§ Elementos para identificar ubicaciones
>>>>
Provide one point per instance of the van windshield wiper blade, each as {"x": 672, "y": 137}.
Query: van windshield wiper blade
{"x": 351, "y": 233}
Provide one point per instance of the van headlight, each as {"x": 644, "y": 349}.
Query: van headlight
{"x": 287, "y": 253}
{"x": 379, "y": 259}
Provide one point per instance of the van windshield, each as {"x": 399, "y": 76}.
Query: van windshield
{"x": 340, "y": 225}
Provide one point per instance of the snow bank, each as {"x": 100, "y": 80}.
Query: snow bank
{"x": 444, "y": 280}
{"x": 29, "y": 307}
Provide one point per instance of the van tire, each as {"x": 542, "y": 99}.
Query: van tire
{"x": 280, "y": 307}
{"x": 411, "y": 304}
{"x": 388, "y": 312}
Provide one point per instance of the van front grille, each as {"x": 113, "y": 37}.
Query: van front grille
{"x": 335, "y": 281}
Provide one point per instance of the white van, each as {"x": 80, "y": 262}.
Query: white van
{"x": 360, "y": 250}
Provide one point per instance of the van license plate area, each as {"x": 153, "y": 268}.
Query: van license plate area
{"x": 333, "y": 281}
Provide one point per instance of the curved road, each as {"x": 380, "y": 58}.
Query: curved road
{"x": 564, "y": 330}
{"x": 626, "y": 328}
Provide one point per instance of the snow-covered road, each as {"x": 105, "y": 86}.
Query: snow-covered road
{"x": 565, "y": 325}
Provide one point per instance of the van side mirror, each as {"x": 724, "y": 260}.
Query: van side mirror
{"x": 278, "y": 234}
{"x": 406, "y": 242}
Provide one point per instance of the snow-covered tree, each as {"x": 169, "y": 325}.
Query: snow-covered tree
<<<<
§ Requisitos de la tarea
Vuelve a escribir todas estas líneas sin cambiar nada.

§ Respuesta de la tarea
Provide one point per instance of the van windshield wiper blade, each as {"x": 672, "y": 137}.
Query: van windshield wiper blade
{"x": 351, "y": 233}
Provide one point per instance of the van headlight, each as {"x": 644, "y": 349}.
Query: van headlight
{"x": 287, "y": 253}
{"x": 379, "y": 259}
Provide one point per instance of the van windshield, each as {"x": 399, "y": 76}.
Query: van windshield
{"x": 340, "y": 225}
Provide one point per instance of the snow bank, each as {"x": 100, "y": 80}.
Query: snow bank
{"x": 444, "y": 280}
{"x": 29, "y": 307}
Provide one point per instance of the van tire, each as {"x": 542, "y": 99}.
Query: van tire
{"x": 280, "y": 307}
{"x": 411, "y": 304}
{"x": 388, "y": 312}
Provide one point per instance of the van front grille, each as {"x": 113, "y": 37}.
Query: van front grille
{"x": 335, "y": 281}
Provide one point per instance of the white van, each as {"x": 80, "y": 262}.
Query: white van
{"x": 360, "y": 250}
Provide one point per instance of the van license plate area, each as {"x": 153, "y": 268}.
Query: van license plate area
{"x": 333, "y": 281}
Provide one point per instance of the curved road, each as {"x": 380, "y": 58}.
Query: curved road
{"x": 564, "y": 330}
{"x": 626, "y": 328}
Provide one point per instance of the snow-covered road, each as {"x": 105, "y": 86}.
Query: snow-covered road
{"x": 565, "y": 325}
Provide one point per instance of the van side mirror, each as {"x": 724, "y": 260}.
Query: van side mirror
{"x": 278, "y": 234}
{"x": 406, "y": 242}
Provide one point per instance of the snow-covered tree, each as {"x": 169, "y": 325}.
Query: snow-covered tree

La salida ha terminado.